#### Required action 1:
Return the part of the FFR methods excerpt that opens with the words containing "External validation of" and closes with "of intracoronary nitroglycerine.", copied word for word.
#### Required action 2:
In the FFR methods excerpt, how much intracoronary nitroglycerine was given before coronary angiography?
#### Required action 3:
Decide whether each statement agrees with the FFR methods excerpt. Answer yes or no for each, and quote the words that decide it.
(a) The external validation included 15 patients from Ajou University.
(b) Erroneous lumen segmentations were corrected automatically by the software.
(c) Adenosine was infused through a peripheral vein.

══ Extracted text ══

External validation of the ML models was conducted in 79 angina patients (64 patients from CHA University, Seongnam, Korea, and 15 patients from Ajou University, Suwon, Korea) who underwent invasive coronary angiography and FFR to assess an intermediate coronary lesion.
Acquisition of Angiography
Coronary angiography was performed with 5F to 7F catheters through a radial or femoral access after the administration of 250 μg of intracoronary nitroglycerine.
FFR Measurement
FFR is defined as the ratio of maximal coronary blood flow in a diseased artery to the maximal coronary blood flow in the same artery without stenosis.1, 2, 3 “Equalizing” was performed with a guidewire sensor positioned at the guiding catheter tip. A 0.014‐in FFR pressure guidewire (Radi; St. Jude Medical) was then advanced distally to the stenosis. The FFR was measured at the maximum hyperemia induced by an intravenous infusion of adenosine administered through a central vein at 140 μg/kg per minute, which was increased to 200 μg/kg per minute to enhance the detection of hemodynamically relevant stenoses. Hyperemic pressure pullback recordings were performed. FFR was then obtained as the ratio of distal coronary artery pressure to normal perfusion pressure (approximate aortic pressure) during maximal hyperemia.1, 2, 3 An FFR of 0.80 indicates that the stenotic coronary artery supplies 80% of the normal maximal flow. A stenosis was considered functionally significant when the FFR was 0.80 or less than the cutoff.3, 4
Angiographic Segmentation and Diameter Calculation
To clearly show the entire vessel from the ostium to the distal stream to the lesion, an angiographic projection without foreshortening or vessel overlap was selected, and a frame at the end‐diastolic phase of a cardiac cycle was used. Within the region of interest between the ostium and 10 mm distal to the target lesion, angiographic lumen segmentation was done using commercial edge‐detection software (CAAS‐5; Pie‐Medical). By reviewing all segmented images, the erroneous segmentations were manually corrected. To obtain the lumen diameters from the ostium to the distal reference, the centerline of the lumen was extracted. Briefly, we applied the distance transform on the lumen area and converted the result into the speed function, which was a real‐valued image in the range of 0 to 1. These values can be interpreted as speed. The fast marching algorithm was then used to find the optimal path from the proximal to distal points.16 The extracted centerline points were smoothed by convolution with a Gaussian kernel. We linearly sampled the centerline points with equal spacing. In each centerline point, the perpendicular direction to the centerline was computed, and the 2 rays were cast to the opposite direction to find the end position of the lumen area. The distance between the 2 end points was recorded as the lumen diameter at the given centerline points. The lumen dimensions and the distances between the 2 points on a centerline were calibrated by multiplying a scale factor that was calculated as the known caliber (millimeter) of guiding catheter divided by the pixel distance between the 2 edges of the catheter. The series of lumen diameters along the centerline were plotted with median filtering and used for extracting angiographic features.

═══
══ Excerpted records ══

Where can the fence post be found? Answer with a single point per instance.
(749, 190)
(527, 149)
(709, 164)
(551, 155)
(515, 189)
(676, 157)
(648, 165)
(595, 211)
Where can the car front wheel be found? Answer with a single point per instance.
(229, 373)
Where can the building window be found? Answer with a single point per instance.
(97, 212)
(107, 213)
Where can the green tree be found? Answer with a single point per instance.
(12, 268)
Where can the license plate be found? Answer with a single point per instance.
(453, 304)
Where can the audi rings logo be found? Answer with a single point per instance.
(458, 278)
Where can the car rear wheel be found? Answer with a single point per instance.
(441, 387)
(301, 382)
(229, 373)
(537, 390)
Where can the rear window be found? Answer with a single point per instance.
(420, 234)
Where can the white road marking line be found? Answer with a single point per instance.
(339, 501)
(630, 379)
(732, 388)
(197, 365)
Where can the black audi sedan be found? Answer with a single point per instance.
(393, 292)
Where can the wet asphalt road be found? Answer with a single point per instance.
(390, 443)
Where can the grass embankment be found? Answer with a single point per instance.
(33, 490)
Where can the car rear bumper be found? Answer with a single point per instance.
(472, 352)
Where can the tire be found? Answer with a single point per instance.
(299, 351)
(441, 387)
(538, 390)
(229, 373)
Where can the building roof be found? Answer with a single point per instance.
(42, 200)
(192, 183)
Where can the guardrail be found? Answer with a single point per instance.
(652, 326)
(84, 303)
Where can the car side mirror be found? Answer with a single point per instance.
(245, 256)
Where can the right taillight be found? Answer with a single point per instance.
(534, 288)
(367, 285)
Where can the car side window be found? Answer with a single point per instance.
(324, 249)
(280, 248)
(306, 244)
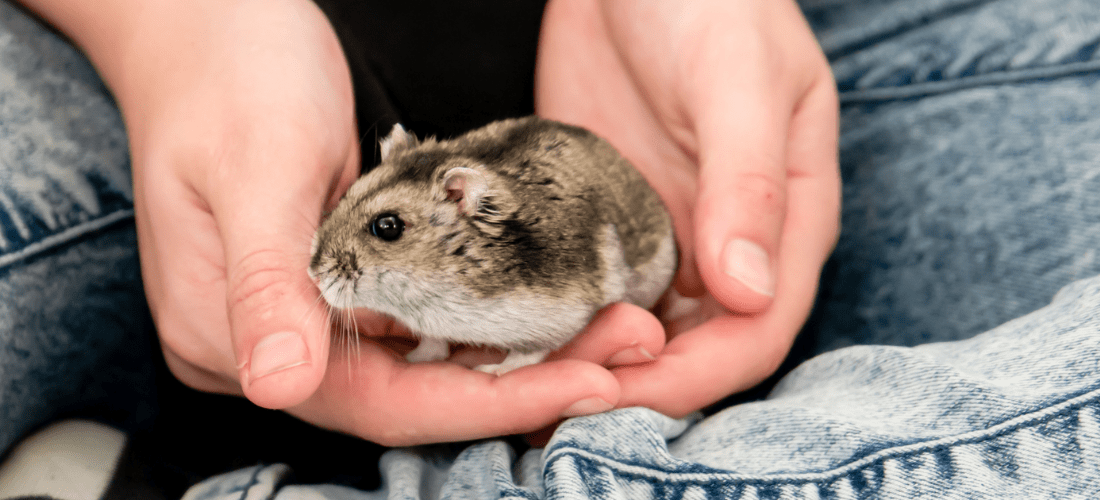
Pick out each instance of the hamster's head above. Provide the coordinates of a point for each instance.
(402, 242)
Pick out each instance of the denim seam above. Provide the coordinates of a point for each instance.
(65, 236)
(969, 437)
(914, 90)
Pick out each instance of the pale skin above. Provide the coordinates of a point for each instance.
(242, 132)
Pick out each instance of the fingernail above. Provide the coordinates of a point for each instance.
(276, 353)
(586, 407)
(630, 356)
(747, 263)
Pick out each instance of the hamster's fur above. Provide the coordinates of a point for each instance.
(512, 235)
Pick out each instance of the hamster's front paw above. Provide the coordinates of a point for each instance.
(429, 350)
(513, 360)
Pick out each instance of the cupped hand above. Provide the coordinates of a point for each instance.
(242, 132)
(729, 110)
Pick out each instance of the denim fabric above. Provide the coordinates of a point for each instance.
(970, 152)
(72, 309)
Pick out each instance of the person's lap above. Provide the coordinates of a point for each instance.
(73, 317)
(967, 132)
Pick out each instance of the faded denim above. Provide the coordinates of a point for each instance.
(73, 317)
(948, 364)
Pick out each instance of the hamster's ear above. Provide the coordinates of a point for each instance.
(397, 140)
(465, 187)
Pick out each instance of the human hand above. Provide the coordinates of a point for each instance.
(242, 131)
(729, 110)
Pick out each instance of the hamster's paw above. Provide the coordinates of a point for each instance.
(513, 360)
(429, 350)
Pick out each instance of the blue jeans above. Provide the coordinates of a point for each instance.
(948, 364)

═══

#### Task solution 1:
External validation of the ML models was conducted in 79 angina patients (64 patients from CHA University, Seongnam, Korea, and 15 patients from Ajou University, Suwon, Korea) who underwent invasive coronary angiography and FFR to assess an intermediate coronary lesion.
Acquisition of Angiography
Coronary angiography was performed with 5F to 7F catheters through a radial or femoral access after the administration of 250 μg of intracoronary nitroglycerine.

#### Task solution 2:
250 μg.

#### Task solution 3:
(a) Yes: "15 patients from Ajou University, Suwon, Korea"
(b) No: "the erroneous segmentations were manually corrected"
(c) No: "administered through a central vein at 140 μg/kg per minute"